Jest a Minute
Team captains: Alun Cochrane and Tom Wrigglesworth (2006)
Chris Corcoran and Lloyd Langford (2008-9)
BBC Radio Wales, 25 August 2006 to 11 January 2009 (12 episodes in 2 series)
"The serious quiz about the business of comedy" is how the Radio Wales press unit described their programme. We don't agree; it's an entirely funny quiz about the business of comedy, and all the better for it.
Rhod Gilbert is the show's host, a gravelly-voiced man with a big loud shout. And, just to distinguish him from Brian Blessed, a Welsh lilt. His regular sidekicks are joined by two different guests each week.
In round one, each team is asked 30 seconds of rapid-fire questions on the history of comedy. For instance, "how many people were in The Goons after Michael Bentine left?" The teams are allowed to guess at the question until they get it right, or give up and move on. After the slow pace of the introductions, it's a fast and furious start to the show.
Any laughter missing from the opening round appears in the next segment. Teams are given the start of a classic comedy line, and asked to complete it. For instance, "A pint? That's very nearly..." Points are awarded for the correct answer, or for responses that make the audience laugh.
Round three is for the captains: they're given a list of comedy shows that their teammate must guess. Captains aren't allowed to name the show, the actors or characters. If the chairman's feeling particularly grumpy, he'll stop them from singing the sig, or reeling off the blatantly obvious catchphrases. A valid clue: "Hip-hip; hip-hip; hip-hip". One minute of this per team.
The Audience Participation Round comes next, with the chairman feigning horror of this segment. The teams will each pick a volunteer from the audience, and that person will tell a joke. It could be one they brought along, or one the producers supplied. For instance, "What tin of shoe polish is the bravest?" The rest of the audience then votes on whether Rhys from Rhos or Megan from Machynlleth was the funnier, with points to their team. The jokes themselves are not necessarily funny, but the banter between the teams and their victims is sometimes the best part of the show.

(Point localization data)
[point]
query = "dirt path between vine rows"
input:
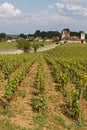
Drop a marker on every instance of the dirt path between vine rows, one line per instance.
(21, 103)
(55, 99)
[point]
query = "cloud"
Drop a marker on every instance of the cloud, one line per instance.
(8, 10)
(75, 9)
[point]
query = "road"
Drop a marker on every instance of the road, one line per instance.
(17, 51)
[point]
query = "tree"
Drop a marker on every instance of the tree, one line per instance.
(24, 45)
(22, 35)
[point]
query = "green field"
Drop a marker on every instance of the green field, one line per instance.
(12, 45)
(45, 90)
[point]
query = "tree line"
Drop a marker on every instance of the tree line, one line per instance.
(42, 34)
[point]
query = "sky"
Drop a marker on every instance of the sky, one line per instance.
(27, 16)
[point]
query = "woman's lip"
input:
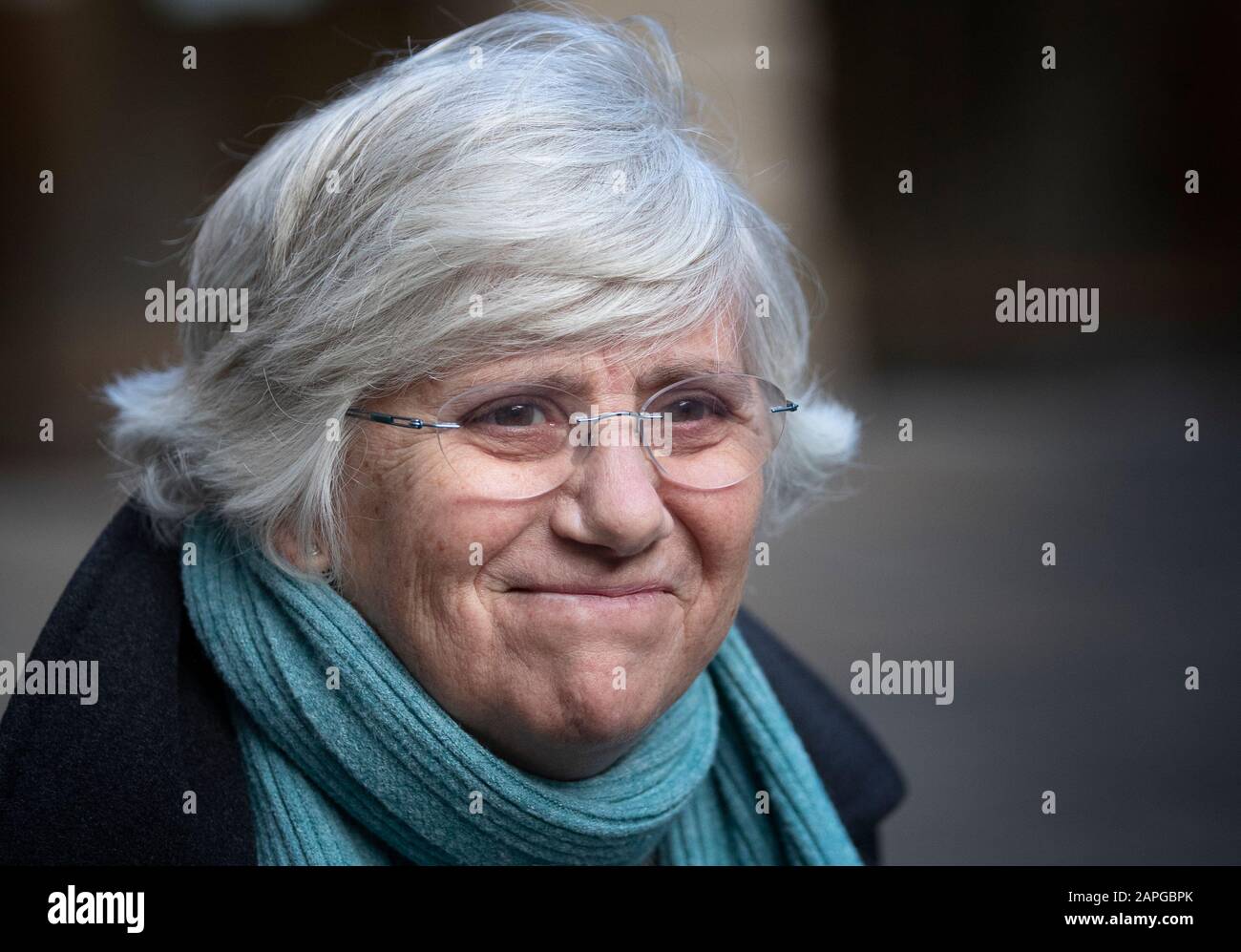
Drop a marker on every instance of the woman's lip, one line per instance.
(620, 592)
* * *
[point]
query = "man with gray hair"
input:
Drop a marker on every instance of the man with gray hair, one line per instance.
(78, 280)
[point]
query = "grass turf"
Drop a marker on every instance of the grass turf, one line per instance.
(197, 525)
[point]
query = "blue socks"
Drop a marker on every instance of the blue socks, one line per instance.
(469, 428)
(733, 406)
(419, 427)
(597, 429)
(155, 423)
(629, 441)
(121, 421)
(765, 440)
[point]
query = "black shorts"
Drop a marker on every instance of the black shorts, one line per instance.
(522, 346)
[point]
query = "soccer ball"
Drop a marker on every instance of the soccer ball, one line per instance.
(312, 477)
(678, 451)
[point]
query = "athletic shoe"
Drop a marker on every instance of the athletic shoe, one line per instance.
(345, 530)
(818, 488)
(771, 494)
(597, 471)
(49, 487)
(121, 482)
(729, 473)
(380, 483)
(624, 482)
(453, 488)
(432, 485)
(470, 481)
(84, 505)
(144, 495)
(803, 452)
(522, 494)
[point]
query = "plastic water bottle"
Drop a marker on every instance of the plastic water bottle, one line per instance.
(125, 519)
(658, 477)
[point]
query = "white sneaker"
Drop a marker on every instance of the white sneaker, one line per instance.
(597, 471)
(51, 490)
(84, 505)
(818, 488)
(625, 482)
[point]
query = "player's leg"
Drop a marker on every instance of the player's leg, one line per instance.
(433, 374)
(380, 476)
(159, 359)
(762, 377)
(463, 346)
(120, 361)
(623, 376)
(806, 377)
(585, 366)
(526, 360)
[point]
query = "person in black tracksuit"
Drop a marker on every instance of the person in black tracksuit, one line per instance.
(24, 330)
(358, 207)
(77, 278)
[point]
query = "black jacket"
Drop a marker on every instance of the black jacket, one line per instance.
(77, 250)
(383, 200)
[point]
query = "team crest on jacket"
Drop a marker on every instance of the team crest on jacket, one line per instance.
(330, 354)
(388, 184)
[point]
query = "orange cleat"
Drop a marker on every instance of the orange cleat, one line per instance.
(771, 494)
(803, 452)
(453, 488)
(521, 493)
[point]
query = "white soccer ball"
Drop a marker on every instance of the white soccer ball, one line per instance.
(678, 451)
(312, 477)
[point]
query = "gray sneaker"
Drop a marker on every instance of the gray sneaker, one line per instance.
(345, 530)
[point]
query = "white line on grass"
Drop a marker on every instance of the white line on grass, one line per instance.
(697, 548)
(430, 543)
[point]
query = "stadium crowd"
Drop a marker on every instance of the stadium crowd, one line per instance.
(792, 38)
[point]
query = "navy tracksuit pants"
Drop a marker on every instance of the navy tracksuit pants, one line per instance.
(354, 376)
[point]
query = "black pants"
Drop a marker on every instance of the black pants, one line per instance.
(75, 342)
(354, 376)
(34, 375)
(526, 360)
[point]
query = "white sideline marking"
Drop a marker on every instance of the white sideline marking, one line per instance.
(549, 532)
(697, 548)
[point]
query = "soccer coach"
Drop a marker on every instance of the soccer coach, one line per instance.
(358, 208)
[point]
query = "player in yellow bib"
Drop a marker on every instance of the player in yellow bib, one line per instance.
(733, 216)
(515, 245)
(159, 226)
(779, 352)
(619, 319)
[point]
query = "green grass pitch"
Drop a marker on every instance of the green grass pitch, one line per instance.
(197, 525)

§ **Activity 1**:
Answer these questions about the Jest a Minute article:
(a) Who hosts the show?
(b) How many episodes and series were broadcast?
(c) In round one, how long is each team asked rapid-fire questions?
§ **Activity 2**:
Say whether each statement agrees with the Jest a Minute article, and quote the words that decide it.
(a) When giving clues in round three, captains may name the actors.
(b) In the second round, a response that makes the audience laugh can earn points.
(c) Each team picks a volunteer from the audience to tell a joke.
§ **Activity 3**: Please write the next part of the Jest a Minute article, starting after its last sentence.

§ **Exercise response 1**:
(a) Rhod Gilbert
(b) 12 episodes in 2 series
(c) 30 seconds

§ **Exercise response 2**:
(a) No. "Captains aren't allowed to name the show, the actors or characters."
(b) Yes. "Points are awarded for the correct answer, or for responses that make the audience laugh."
(c) Yes. "The teams will each pick a volunteer from the audience, and that person will tell a joke."

§ **Exercise response 3**:
Radio Wales's budget did actually run to buzzers on the teams' desks, and to make use of this largesse, the final round is a buzzer round. Rhod Gilbert reads out the start of a joke, such as "What's brown and sticky?" and the teams buzz in to complete it with anything other than the obvious punchline.
Scores have been kept throughout, and one side will be declared the winner, but (in the words of Just a Minute) it's not the winning but the contributions that really count.
The programme may not be entirely original - the various rounds owe a debt to A Question of Sport, Whose Line is it Anyway?, the table game What's In the Bag?, and QI - but the sum is greater than the parts. Everyone is clearly having great fun, and this enthusiasm is infectious through the radio waves. Nor is the show overtly Welsh in content or execution - a good joke is a good joke, and we expect the show would pop up on BBC7 in due course. [Well, nearly - it finally reached the digital station on the very day it rebranded as Radio 4 Extra. - Ed.]
The answers to the questions included in the review are, in alphabetical order: an armful, Cheers, the dark tan one, a stick, three.